• [Document text]
________________

Then things got ugly. As the natives dug in, a wave of immigrants began to arrive in the mid-1800s, and they were sent to the Bowery; at the time, it was mostly swampland where nobody else wanted to live. The natives and the immigrants clashed in a years-long feud that culminated in the Five Points Riot of July 4, 1857, when the Irish Dead Rabbits Gang faced off against the nativist Bowery Boys. If this sounds familiar, it's because Martin Scorsese made a movie about this period based off of the book Gangs of New York.
Violence aside, the Bowery also earned its reputation as a working class entertainment district around this time. By the turn of the century, the area was home to countless theaters, saloons, and brothels. The construction of the Third Avenue El—"el" for elevated train—in 1878 also meant that the streets stayed dark even during the day, encouraging misbehavior.
The Bowery earned quite the reputation over the next few decades. "It is filled with employment agencies, cheap clothing and knickknack stores, cheap moving-picture shows, cheap lodging-houses, cheap eating-houses, cheap saloons," The Century Magazine wrote in 1919. "Here, too, by the thousands come sailors on shore leave,—notice the 'studios' of the tattoo artists,—and here most in evidence are the 'down and outs.'"
Tattoos, huh? The hipster era is nigh.
The Bowery Bums Take Over
The infamous Bowery that you've probably heard of, though, didn't really start to crystallize until after the Great Depression. Starting around the 1940s, the Bowery became widely acknowledged as the world's most famous Skid Row. The street was lined with homeless drunkards who became known as the Bowery Bums. The neighborhood calmed down a little, too. The brothels and saloons shut down, and a bunch of lighting and restaurant supply stores opened up.
Squalid as it sounds, this is actually the time when the Bowery started to turn around. But just barely. It was almost leveled completely.
In the 1950s, the city demolished the Third Avenue El, bathing the Bowery in sunlight for the first time in nearly a century. That's also around the time that Robert Moses set his sights on the Lower East Side, a neighborhood that stretched from the Bowery to the East River, and included Cooper Square to the north. Long story short, he wanted to raze the whole area and put in a(nother) apocalyptic housing project like Stuyvesant Town. Moses sure did have an interesting definition of urban renewal.
But the neighborhood wouldn't let it happen. Although it took years, the so-called Cooper Square Committee became the first community-based organization to defeat a slum clearance plan like this. Lower East Siders made their own plan for staged development with the goal that no residents would be displaced, and they managed to save hundreds of buildings.
What they might not have anticipated, however, is the fact that this also saved lots of inventory for developers to drool over, once gentrification started to take hold of Lower Manhattan.
And Then Came the Hippies
While all this was going on, the hippies arrived in hoards. Attracted to cheap rents and avoiding the suburbs, this mostly white middle class counterculture carved out a new neighborhood in the Lower East Side that they called the East Village. The Bowery was the western border.
This is when the area started to earn its reputation as a youthful playground. It's also when developers stopped drooling and started buying. In his book Selling the Lower East Side, Christopher Mele explains the shift in stark terms:
Unlike the beats, whose presence in the neighborhood was hardly perceptible, the hippie counterculture was highly spatialized, transforming both local identities of the Lower East Side and popular representations of it.

________________

• [Actions to take]
1 - Copy word for word the part of the Bowery history text starting at "And Then Came" and ending at "representations of it.".
2 - In the Bowery history text, what name did the hippies give the new neighborhood they carved out in the Lower East Side?
3 - Continue the text on the Bowery's history, starting after its final sentence.
You will not need any of the lines to do this work.

• [Supplied material]
________________

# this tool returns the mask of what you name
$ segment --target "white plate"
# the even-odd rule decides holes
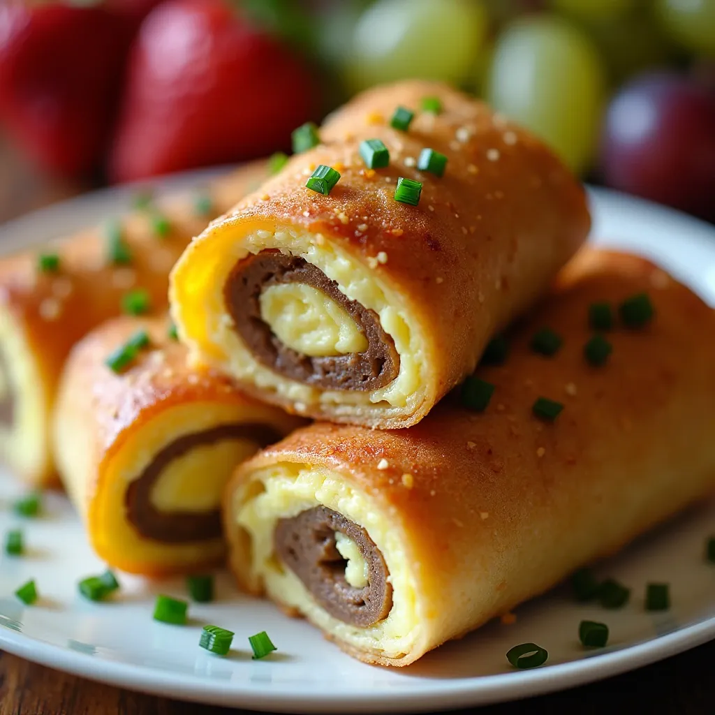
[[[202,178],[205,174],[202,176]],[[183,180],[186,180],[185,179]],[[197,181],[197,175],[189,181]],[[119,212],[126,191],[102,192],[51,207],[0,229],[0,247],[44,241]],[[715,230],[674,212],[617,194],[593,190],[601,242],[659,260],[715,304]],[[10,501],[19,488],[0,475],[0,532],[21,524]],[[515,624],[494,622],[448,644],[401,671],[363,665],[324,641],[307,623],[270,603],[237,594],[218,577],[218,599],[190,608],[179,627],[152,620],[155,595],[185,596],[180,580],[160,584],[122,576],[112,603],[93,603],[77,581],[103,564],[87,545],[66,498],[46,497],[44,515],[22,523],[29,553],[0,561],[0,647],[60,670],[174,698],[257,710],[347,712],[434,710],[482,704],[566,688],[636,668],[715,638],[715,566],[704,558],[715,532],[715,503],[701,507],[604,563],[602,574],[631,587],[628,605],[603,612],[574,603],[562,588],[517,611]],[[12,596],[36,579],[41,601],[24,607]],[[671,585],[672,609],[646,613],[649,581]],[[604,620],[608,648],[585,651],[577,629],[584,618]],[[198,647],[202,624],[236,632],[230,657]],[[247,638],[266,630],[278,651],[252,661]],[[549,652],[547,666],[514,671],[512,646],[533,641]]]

________________

• [Per-task answers]
1 -
And Then Came the Hippies
While all this was going on, the hippies arrived in hoards. Attracted to cheap rents and avoiding the suburbs, this mostly white middle class counterculture carved out a new neighborhood in the Lower East Side that they called the East Village. The Bowery was the western border.
This is when the area started to earn its reputation as a youthful playground. It's also when developers stopped drooling and started buying. In his book Selling the Lower East Side, Christopher Mele explains the shift in stark terms:
Unlike the beats, whose presence in the neighborhood was hardly perceptible, the hippie counterculture was highly spatialized, transforming both local identities of the Lower East Side and popular representations of it.

2 - The East Village.

3 -
For many existing residents, the incursion of hippies onto their turf was not easily accommodated. For the real estate industry, however, the subcultural images, symbols, and rhetoric affiliated with the East Village offered to do away with the area's outdated and unprofitable working-class reputation.
Not long after the hippies retired, the punks took over. CBGB became a mecca for underground rock music, and the area was a haven for artists. Cheap rents for big spaces encouraged the trend—but that didn't last forever.
Quite ironically, the local "war against slumlords" that started in the 1960s made it easy for these developers to buy cheap. After the Moses plan fell through and the slumlords were driven out, the city was left with more real estate than it could handle.
The first rehabilitated city-owned property was sold in the neighborhood in 1980 for $1. That's not for an apartment. That's for a whole building.
And, Finally, the Hipsters Arrived
Some say that gentrification in the area started when The Gap opened its first store on St. Mark's Place in 1988. The Gap paid five times what neighboring tenants paid, and that set a new standard for landlords. Of course, The Gap was just following the customer, they said, with their eye on ever-thickening crowds of proto-hipsters wandering in from out of town, willing—or naive enough—to pay far, far more than the children of immigrants who had already lived there for years.
And so the stage was set for a total takeover by the time Rudy Giuliani took office in 1994.
Giuliani's embrace of the famous "broken windows" theory worked, and, for the first time in a long time, you could walk around the Bowery at night without feeling like you were going to get stabbed. This newfound sense of security, coupled with a pregnant real estate market, spelled the end of edginess for the Bowery. And the end came quickly.
Gentrification sped up steadily until the new millennium, when it hit warp speed. New tax incentives introduced after 9/11 for development in Lower Manhattan encouraged developers not only to build but to build big. In came the glass-covered condo buildings.
One of the more significant projects was delivered by the Avalon Bay Communities, a massive real estate developer from Virginia. Avalon built four luxury buildings in the 2000s that now resemble the crown jewels of gentrification in the Bowery, including the nine-story monstrosity at Bowery and Houston that's became home to the area's first Whole Foods in 2007.
It should be made very clear here that, while iPhone-toting hipsters bought broccoli rabe inside the overpriced grocery store, the area's remaining homeless population still lined up for soup just a couple blocks away.
The same year, the Bowery Hotel opened up and started charging $550 a night for rooms that are a stone's throw away from these homeless shelters. One of the hotel's owners, Eric Goode, explained part of the neighborhood's appeal to New York Magazine that year. He waxed nostalgic over the early 1990s, when he opened B Bar across the street from where the Bowery Hotel now stands, and said he literally "built [a] wall around the place because of the neighborhood."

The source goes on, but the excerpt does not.